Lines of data
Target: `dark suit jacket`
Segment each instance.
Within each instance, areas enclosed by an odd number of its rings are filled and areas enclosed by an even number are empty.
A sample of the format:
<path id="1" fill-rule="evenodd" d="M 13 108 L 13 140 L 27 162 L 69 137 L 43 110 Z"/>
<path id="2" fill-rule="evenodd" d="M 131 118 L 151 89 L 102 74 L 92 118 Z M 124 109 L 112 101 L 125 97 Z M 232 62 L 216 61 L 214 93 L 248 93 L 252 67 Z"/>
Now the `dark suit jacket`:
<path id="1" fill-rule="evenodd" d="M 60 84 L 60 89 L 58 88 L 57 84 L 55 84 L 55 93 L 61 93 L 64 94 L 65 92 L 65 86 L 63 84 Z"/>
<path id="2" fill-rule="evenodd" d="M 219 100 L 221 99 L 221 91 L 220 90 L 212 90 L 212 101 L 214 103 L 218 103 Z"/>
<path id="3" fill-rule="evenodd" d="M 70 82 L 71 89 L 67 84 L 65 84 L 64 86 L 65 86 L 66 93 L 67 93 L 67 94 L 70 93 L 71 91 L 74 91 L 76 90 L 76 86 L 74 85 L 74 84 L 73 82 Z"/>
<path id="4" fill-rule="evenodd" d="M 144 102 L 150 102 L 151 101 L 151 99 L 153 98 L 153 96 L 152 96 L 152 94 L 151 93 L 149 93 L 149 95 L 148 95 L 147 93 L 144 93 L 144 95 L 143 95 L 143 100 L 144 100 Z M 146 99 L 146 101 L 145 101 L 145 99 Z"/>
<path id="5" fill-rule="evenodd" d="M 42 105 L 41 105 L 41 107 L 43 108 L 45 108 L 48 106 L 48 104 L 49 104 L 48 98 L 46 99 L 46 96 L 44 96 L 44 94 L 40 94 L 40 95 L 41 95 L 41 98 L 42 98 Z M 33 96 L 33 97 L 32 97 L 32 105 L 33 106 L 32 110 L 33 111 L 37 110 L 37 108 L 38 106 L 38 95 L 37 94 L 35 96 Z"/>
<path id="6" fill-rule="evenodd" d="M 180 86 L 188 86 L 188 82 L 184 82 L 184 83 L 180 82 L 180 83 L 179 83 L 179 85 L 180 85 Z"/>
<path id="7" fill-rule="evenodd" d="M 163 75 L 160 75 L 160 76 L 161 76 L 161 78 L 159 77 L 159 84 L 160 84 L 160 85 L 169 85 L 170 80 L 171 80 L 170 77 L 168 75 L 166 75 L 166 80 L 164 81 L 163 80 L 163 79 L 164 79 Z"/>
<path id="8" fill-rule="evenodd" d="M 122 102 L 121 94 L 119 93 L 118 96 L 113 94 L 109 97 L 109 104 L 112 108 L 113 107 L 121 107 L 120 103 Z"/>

WHAT TO PRODUCE: Reproduce the items above, swapping "dark suit jacket" for "black blazer" and leaving everything else unchanged.

RESPONSE FOR THIS EXERCISE:
Target: `black blazer`
Segment each instance.
Within each instance, areas enclosed by an odd number of its rings are filled and areas enclosed by an even number are empty.
A sample of the format:
<path id="1" fill-rule="evenodd" d="M 13 108 L 13 140 L 27 162 L 69 137 L 43 110 Z"/>
<path id="2" fill-rule="evenodd" d="M 131 118 L 151 89 L 102 74 L 92 118 Z M 124 109 L 112 101 L 125 97 Z M 232 62 L 216 61 L 214 93 L 248 93 L 252 67 Z"/>
Now the `black blazer`:
<path id="1" fill-rule="evenodd" d="M 60 84 L 60 89 L 58 88 L 57 84 L 55 84 L 55 93 L 61 93 L 64 94 L 65 92 L 65 86 L 63 84 Z"/>
<path id="2" fill-rule="evenodd" d="M 219 100 L 221 99 L 221 91 L 220 90 L 212 90 L 212 101 L 214 103 L 218 103 Z"/>
<path id="3" fill-rule="evenodd" d="M 70 82 L 71 89 L 67 84 L 65 84 L 64 86 L 65 86 L 66 93 L 67 93 L 67 94 L 70 93 L 71 91 L 74 91 L 76 90 L 76 86 L 74 85 L 74 84 L 73 82 Z"/>
<path id="4" fill-rule="evenodd" d="M 144 102 L 150 102 L 151 101 L 151 99 L 153 98 L 153 96 L 152 96 L 152 94 L 151 93 L 149 93 L 149 95 L 148 95 L 147 93 L 144 93 L 144 95 L 143 95 L 143 100 L 144 100 Z M 146 99 L 146 101 L 145 101 L 145 99 Z"/>
<path id="5" fill-rule="evenodd" d="M 42 105 L 41 105 L 41 107 L 43 108 L 45 108 L 48 106 L 48 104 L 49 104 L 48 98 L 46 99 L 46 96 L 44 96 L 44 94 L 40 94 L 40 95 L 41 95 L 41 98 L 42 98 Z M 33 96 L 33 97 L 32 97 L 32 105 L 33 106 L 32 110 L 33 111 L 37 110 L 37 108 L 38 106 L 38 95 L 37 94 L 35 96 Z"/>
<path id="6" fill-rule="evenodd" d="M 180 86 L 188 86 L 188 82 L 184 82 L 184 83 L 180 82 L 180 83 L 179 83 L 179 85 L 180 85 Z"/>
<path id="7" fill-rule="evenodd" d="M 163 75 L 160 75 L 160 76 L 161 76 L 161 78 L 159 77 L 159 84 L 160 84 L 160 85 L 169 85 L 170 80 L 171 80 L 170 77 L 168 75 L 166 75 L 166 80 L 164 81 L 163 80 L 163 79 L 164 79 Z"/>
<path id="8" fill-rule="evenodd" d="M 122 102 L 121 94 L 119 93 L 118 96 L 113 94 L 109 97 L 109 104 L 112 108 L 113 107 L 121 107 L 120 103 Z"/>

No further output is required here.